Writing Is a Kind of Exorcism

An admirable line of Pablo Neruda’s, “My creatures are born of a long denial,” seems to me the best definition of writing as a kind of exorcism, casting off invading creatures by projecting them into universal existence, keeping them on the other side of the bridge… It may be exaggerating to say that all completely successful short stories, especially fantastic stories, are products of neurosis, nightmares or hallucination neutralized through objectification and translated to a medium outside the neurotic terrain. This polarization can be found in any memorable short story, as if the author, wanting to rid himself of his creature as soon and as absolutely as possible, exorcises it the only way he can: by writing it.

JULIO CORTÁZAR

Don't Try

You don't try. That's very important: not to try, either for Cadillacs, creation or immortality. You wait, and if nothing happens, you wait some more. It's like a bug high on the wall. You wait for it to come to you. When it gets close enough you reach out, slap out and kill it. Or if you like its looks, you make a pet out of it.

CHARLES BUKOWSKI

Stop Aspiring and Start Writing

Advice? I don’t have advice. Stop aspiring and start writing. If you’re writing, you’re a writer. Write like you’re a goddamn death row inmate and the governor is out of the country and there’s no chance for a pardon. Write like you’re clinging to the edge of a cliff, white knuckles, on your last breath, and you’ve got just one last thing to say, like you’re a bird flying over us and you can see everything, and please, for God’s sake, tell us something that will save us from ourselves. Take a deep breath and tell us your deepest, darkest secret, so we can wipe our brow and know that we’re not alone. Write like you have a message from the king. Or don’t. Who knows, maybe you’re one of the lucky ones who doesn’t have to.

===============

- List of tasks -
A – Answer these questions about the text on writing:
(i) Whose line does the section signed by Julio Cortázar call the best definition of writing as a kind of exorcism?
(ii) Under "Don't Try," what should you do if nothing happens?
(iii) Under "Stop Aspiring and Start Writing," who is out of the country?
B – Count the lines of the listing that contain the string "navy", and give only that number.
The text on writing has no connection to the listing that follows it.

- Record excerpts -

===============

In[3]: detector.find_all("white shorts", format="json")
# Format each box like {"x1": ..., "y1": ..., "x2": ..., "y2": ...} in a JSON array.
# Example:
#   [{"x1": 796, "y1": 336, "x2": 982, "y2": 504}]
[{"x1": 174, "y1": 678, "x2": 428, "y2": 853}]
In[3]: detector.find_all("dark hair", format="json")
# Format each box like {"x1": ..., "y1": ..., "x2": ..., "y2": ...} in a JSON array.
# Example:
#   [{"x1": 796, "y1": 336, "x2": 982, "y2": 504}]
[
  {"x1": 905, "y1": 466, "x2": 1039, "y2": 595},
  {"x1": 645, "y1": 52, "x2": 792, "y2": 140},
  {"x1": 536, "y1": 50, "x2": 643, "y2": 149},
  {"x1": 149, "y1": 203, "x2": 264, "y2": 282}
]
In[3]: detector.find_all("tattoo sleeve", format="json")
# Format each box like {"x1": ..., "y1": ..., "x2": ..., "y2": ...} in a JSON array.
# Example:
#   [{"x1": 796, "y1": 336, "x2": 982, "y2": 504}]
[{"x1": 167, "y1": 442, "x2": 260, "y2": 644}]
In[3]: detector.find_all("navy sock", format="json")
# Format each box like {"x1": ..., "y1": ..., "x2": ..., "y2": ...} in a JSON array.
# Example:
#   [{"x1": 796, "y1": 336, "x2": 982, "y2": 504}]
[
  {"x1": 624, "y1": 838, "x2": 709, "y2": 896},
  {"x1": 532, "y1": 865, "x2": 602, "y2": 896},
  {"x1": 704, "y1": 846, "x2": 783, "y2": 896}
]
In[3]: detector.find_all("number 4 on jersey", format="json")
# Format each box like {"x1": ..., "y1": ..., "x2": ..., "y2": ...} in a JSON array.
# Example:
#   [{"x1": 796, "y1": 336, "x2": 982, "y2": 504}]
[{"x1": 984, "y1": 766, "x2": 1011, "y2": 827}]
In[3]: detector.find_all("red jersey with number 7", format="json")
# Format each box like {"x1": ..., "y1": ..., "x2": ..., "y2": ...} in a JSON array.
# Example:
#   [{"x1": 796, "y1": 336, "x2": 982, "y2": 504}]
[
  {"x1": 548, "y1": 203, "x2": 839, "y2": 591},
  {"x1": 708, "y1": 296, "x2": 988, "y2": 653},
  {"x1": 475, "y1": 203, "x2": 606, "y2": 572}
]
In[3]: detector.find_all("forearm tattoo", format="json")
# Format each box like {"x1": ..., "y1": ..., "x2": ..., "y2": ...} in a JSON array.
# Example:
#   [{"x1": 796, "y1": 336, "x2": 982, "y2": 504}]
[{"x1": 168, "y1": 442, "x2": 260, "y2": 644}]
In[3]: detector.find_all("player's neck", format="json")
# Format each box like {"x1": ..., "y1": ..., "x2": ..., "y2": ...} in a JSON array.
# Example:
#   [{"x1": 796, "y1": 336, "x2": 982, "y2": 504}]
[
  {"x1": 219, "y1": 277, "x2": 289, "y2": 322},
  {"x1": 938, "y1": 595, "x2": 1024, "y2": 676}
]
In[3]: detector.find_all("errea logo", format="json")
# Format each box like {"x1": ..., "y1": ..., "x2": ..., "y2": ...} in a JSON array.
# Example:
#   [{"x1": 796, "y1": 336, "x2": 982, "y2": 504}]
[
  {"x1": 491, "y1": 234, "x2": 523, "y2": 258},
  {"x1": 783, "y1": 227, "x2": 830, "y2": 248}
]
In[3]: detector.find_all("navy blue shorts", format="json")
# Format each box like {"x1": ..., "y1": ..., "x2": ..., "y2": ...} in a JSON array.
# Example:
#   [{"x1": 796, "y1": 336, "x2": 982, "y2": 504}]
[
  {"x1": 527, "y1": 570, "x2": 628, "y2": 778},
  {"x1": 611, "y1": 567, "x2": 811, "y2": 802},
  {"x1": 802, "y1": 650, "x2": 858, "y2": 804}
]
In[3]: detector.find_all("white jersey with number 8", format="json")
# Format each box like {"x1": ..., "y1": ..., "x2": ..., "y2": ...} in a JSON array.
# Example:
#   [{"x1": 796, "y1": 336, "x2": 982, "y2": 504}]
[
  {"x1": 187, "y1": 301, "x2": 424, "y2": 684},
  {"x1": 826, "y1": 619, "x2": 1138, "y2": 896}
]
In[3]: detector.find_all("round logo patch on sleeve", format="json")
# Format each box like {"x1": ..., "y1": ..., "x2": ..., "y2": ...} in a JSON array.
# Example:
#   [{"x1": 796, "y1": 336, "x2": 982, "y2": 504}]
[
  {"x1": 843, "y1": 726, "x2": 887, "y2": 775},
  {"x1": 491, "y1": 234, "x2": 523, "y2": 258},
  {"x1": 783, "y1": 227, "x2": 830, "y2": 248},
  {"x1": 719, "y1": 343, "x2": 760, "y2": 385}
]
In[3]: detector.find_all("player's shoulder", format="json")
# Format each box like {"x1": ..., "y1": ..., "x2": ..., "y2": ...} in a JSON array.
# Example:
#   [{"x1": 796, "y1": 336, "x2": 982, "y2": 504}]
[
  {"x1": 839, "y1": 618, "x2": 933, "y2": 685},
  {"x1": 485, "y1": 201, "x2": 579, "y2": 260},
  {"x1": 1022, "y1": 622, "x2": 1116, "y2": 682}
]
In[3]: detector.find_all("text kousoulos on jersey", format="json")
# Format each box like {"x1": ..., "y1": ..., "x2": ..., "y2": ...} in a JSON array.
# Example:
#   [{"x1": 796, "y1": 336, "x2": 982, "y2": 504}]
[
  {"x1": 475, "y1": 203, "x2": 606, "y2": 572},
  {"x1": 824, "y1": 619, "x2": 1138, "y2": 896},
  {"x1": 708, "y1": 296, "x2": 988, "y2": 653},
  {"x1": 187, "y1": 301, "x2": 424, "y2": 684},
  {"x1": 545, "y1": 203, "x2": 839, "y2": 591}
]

===============

- Responses per task -
A –
(i) Pablo Neruda
(ii) Wait some more.
(iii) The governor

B – 2